**What you will do**.
The records that follow must be repeated exactly, minus the images.
··· Exercise inputs
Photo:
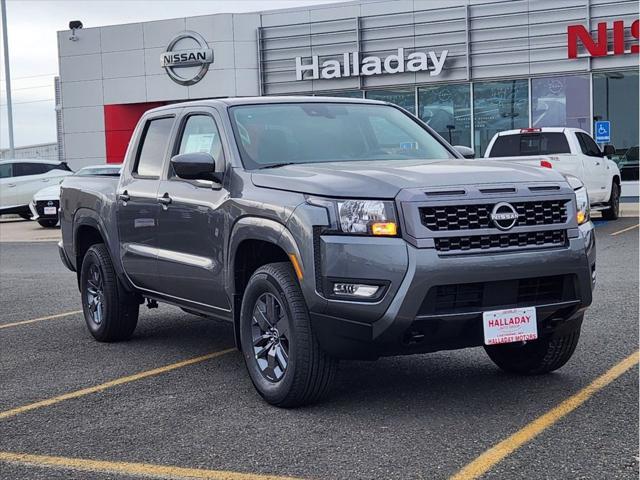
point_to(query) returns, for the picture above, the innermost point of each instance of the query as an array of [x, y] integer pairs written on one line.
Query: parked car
[[45, 204], [21, 179], [328, 229], [568, 150]]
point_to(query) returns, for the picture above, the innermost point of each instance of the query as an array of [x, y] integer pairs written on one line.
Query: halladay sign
[[352, 66]]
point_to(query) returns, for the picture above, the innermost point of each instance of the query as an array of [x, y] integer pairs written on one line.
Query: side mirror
[[609, 150], [195, 166], [466, 152]]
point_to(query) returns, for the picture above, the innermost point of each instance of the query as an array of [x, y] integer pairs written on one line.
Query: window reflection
[[447, 109], [498, 106], [615, 98], [560, 102], [403, 98]]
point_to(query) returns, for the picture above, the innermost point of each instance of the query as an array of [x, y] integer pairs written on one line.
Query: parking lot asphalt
[[123, 410]]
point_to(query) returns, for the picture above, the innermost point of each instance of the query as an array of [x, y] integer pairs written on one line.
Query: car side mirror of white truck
[[608, 150], [466, 152]]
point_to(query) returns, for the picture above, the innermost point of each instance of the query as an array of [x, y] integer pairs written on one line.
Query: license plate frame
[[509, 325]]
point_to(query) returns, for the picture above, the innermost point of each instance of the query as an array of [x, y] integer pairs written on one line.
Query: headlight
[[362, 217], [583, 208]]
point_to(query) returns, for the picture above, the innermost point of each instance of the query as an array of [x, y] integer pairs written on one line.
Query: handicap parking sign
[[602, 132]]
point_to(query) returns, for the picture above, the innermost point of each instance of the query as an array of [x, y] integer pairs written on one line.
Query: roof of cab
[[233, 101], [32, 160]]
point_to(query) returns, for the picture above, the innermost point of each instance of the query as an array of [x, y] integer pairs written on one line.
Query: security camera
[[73, 26]]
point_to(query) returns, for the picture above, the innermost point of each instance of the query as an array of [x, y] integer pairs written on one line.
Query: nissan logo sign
[[504, 216], [185, 64]]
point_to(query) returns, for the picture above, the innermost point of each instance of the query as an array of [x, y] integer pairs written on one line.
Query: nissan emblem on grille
[[504, 216]]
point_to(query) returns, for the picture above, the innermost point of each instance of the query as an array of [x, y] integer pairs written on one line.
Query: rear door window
[[6, 171], [546, 143], [153, 149]]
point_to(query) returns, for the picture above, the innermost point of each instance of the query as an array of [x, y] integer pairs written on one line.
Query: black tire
[[118, 315], [540, 356], [309, 371], [48, 223], [612, 212]]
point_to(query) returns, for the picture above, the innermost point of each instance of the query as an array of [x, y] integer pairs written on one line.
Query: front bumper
[[403, 321]]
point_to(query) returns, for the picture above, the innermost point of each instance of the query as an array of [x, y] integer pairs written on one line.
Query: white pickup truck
[[568, 150]]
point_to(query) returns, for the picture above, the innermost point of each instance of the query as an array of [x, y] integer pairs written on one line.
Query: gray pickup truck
[[329, 229]]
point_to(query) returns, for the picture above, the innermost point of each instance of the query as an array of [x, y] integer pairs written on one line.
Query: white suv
[[20, 179]]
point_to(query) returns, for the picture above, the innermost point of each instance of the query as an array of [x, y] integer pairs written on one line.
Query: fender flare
[[86, 217], [258, 228]]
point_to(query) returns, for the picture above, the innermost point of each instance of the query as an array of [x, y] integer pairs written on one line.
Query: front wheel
[[540, 356], [612, 212], [48, 223], [111, 313], [281, 352]]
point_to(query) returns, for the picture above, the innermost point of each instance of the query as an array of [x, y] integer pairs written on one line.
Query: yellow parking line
[[50, 317], [112, 383], [497, 453], [127, 468], [624, 230]]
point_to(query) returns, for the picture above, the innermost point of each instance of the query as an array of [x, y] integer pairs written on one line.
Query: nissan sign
[[187, 66]]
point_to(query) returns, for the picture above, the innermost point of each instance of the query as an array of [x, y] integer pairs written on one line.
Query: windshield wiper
[[276, 165]]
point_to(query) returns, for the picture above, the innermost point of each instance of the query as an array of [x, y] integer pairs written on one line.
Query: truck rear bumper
[[440, 301]]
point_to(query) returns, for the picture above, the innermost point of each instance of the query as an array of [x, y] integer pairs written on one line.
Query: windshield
[[526, 144], [109, 171], [327, 132]]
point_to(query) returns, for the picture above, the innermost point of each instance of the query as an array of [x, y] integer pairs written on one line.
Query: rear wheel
[[540, 356], [612, 212], [111, 313], [48, 223], [281, 352]]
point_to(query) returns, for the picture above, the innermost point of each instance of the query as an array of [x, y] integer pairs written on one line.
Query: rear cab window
[[526, 144], [23, 169], [153, 147], [588, 146], [6, 170]]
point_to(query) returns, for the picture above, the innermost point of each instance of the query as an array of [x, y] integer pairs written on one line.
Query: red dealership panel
[[119, 123]]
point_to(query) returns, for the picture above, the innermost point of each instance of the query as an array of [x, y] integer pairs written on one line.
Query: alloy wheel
[[95, 294], [270, 335]]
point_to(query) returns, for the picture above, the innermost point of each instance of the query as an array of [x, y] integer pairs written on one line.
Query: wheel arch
[[88, 230], [255, 242]]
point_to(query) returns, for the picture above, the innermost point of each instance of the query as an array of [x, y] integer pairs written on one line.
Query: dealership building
[[469, 68]]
······
**Solved problem**.
Photo:
point_to(query) returns, for the picture above, the innermost point of each instance of the query as an array of [x, y] integer pairs written on one line.
Query: parked car
[[45, 204], [21, 179], [328, 229], [568, 150]]
point_to(query) returns, for the picture above, the innermost point of each instance of the query as an array of [x, y] integer pairs written on one line.
Query: halladay sign
[[352, 66]]
point_to(query) returns, for the picture above, the innermost point of each instance of the query as an array of [x, y] integer pairs written on one line.
Query: side mirror
[[609, 150], [195, 166], [466, 152]]
point_to(query) returns, for the picture above, the innermost point of each instance of the query as an array of [x, y] integer pairs written on one line.
Query: window reflection
[[447, 109], [498, 106], [615, 98], [560, 102], [403, 98]]
point_to(query) returns, for the picture above, the innermost point of each instance of the query as an array of [x, y] integer pairs written on one line.
Query: parking lot asphalt
[[123, 410]]
point_to(query) returns, for the picture above, the innermost point of each instance of the query as an array of [x, y] integer pairs written on one line.
Query: car side mirror of white truck
[[608, 150], [466, 152]]
point_to(query) returns, for the picture above, the innermost point of each instance of the query as an array of [x, y] integer pairs written on one line.
Query: license plate frame
[[509, 325]]
point_to(query) returns, for the picture above, the innermost point of each instance of the query as an array of [x, y] integer pairs written on one line.
Query: headlight
[[362, 217], [583, 208]]
point_to(query) returns, for the picture above, the innermost point of each instance of the query as an array of [x, y] integer pairs written on one line.
Query: handicap parking sign
[[602, 132]]
point_to(query) returns, for the picture above, the innermost point of each instance of the query as an array of [x, y] integer pairs written on one line.
Query: roof of cab
[[233, 101], [32, 160]]
point_to(query) returns, for the picture above, the innermost point of each instance of the query as an array of [x, y] integer pairs written on one line.
Query: security camera
[[73, 26]]
point_to(query) returns, for the picture above, the innermost point of each instance of the query as an array of [x, y] integer pairs written on one line.
Query: nissan logo sign
[[504, 216], [185, 64]]
point_to(query) returns, for the picture above, the innermost point of each instance of the query as an array of [x, y] integer pairs written on one line.
Query: nissan emblem on grille
[[504, 216]]
point_to(query) returns, for the picture above, the innermost point of each instance of the query as an array of [x, y] integer pairs written on one line.
Query: rear door window
[[6, 171], [546, 143], [153, 149]]
point_to(query) returns, for the picture above, the innermost point of each instance of the query as an array of [x, y] integer pairs written on one line.
Query: black tire
[[118, 315], [540, 356], [309, 371], [48, 223], [612, 212]]
point_to(query) returns, for the picture above, the innermost point of each instance of the query as an array of [x, y] integer pairs written on one line.
Query: front bumper
[[403, 321]]
point_to(query) returns, for the picture above, the innermost point of each instance of the query as an array of [x, y] integer pairs written on one line.
Query: white pickup truck
[[568, 150]]
point_to(query) returns, for the picture above, the innermost point of each instance of the query as an array of [x, y] integer pairs written on one line.
Query: gray pickup truck
[[329, 229]]
point_to(query) returns, for the picture above, the innermost point of each instance of the query as an array of [x, y] integer pairs written on one line.
Query: white suv
[[20, 179]]
point_to(query) returns, for the picture above, the innermost point of each instance of the query as an array of [x, y] integer pairs written on one line.
Query: fender flare
[[86, 217], [258, 228]]
point_to(query) returns, for the picture above, the innermost point of each instance of the query as an array of [x, y] integer pairs written on one line.
Query: front wheel
[[540, 356], [612, 212], [48, 223], [111, 313], [281, 352]]
point_to(query) returns, for the picture above, the innermost point of each instance of the query as an array of [x, y] integer pairs written on one line.
Query: yellow parking line
[[50, 317], [112, 383], [497, 453], [127, 468], [624, 230]]
point_to(query) returns, for the picture above, the innermost point of each instance of the query as an array of [x, y] integer pairs written on one line.
Query: nissan sign
[[187, 66]]
point_to(query) returns, for the picture above, the innermost point of each instance of the query as an array of [x, y] integer pairs written on one line.
Query: windshield wiper
[[276, 165]]
point_to(query) returns, for the picture above, the innermost point of each instance of the query as an array of [x, y] integer pairs written on one line.
Query: truck rear bumper
[[440, 301]]
point_to(query) returns, for the picture above, the innermost point of each instance of the query as an array of [x, y] integer pairs written on one line.
Query: windshield
[[526, 144], [109, 171], [327, 132]]
point_to(query) returns, for the picture above, the innermost point of each instance of the query as an array of [x, y] integer pairs written on one line.
Query: rear wheel
[[540, 356], [612, 212], [111, 313], [48, 223], [281, 352]]
point_to(query) returns, for the picture above, the innermost point of each instance of the query as an array of [x, y] integer pairs written on one line.
Query: rear cab window
[[526, 144], [23, 169], [153, 147], [588, 146], [6, 170]]
point_to(query) returns, for the picture above, the innermost point of each instance of the query as an array of [x, y] integer pairs written on one line.
Query: red dealership panel
[[119, 123]]
point_to(query) returns, for the picture above, the innermost point of each instance of the query as an array of [x, y] integer pairs written on one line.
Query: alloy wheel
[[95, 294], [270, 335]]
point_to(query) returns, for the picture above, the innermost point of each instance of the query as an array of [x, y] integer pairs written on one line.
Query: wheel arch
[[88, 230], [255, 242]]
point_to(query) returns, for the picture above, the innermost point of each instance of the query as an array of [x, y] integer pairs written on one line.
Query: dealership building
[[469, 68]]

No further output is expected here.